>> Start Data for this task

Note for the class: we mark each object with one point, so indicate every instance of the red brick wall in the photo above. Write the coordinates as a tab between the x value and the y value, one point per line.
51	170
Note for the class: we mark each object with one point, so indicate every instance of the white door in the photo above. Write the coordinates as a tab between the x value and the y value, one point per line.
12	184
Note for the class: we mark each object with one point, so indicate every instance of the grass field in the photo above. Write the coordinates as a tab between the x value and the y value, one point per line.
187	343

>> End Data for this task
>> Start Data for this task

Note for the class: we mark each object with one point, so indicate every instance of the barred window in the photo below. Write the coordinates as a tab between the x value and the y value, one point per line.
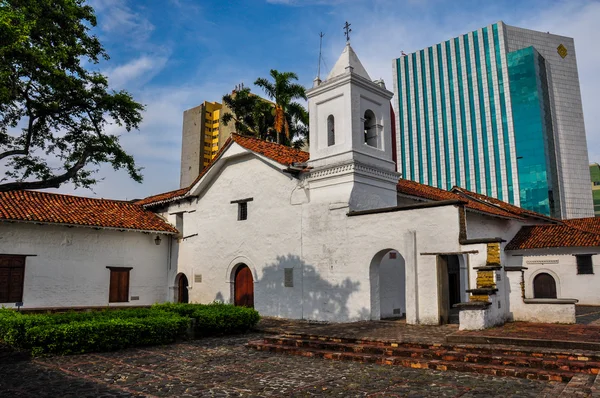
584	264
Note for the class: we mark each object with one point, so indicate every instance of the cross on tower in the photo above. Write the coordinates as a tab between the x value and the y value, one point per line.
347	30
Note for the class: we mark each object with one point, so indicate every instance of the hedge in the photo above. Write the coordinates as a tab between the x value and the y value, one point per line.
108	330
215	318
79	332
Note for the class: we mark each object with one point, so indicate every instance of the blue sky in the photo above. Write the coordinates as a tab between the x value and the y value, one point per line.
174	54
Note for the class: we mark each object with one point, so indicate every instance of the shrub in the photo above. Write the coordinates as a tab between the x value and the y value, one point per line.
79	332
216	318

>> End Data for this task
>> Start Data for this task

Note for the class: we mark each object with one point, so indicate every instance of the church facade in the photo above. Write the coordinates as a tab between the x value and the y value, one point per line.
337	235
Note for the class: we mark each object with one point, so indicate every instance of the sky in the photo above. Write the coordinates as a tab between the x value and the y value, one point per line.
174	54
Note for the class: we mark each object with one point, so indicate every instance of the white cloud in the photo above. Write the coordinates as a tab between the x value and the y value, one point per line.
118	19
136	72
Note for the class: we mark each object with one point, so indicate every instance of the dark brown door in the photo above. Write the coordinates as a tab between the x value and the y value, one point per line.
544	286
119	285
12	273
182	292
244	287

>> End Data for this task

- Brief -
Count the lines in the records above that contain the string "white". Case counts. Reply with the number only.

- Written reply -
2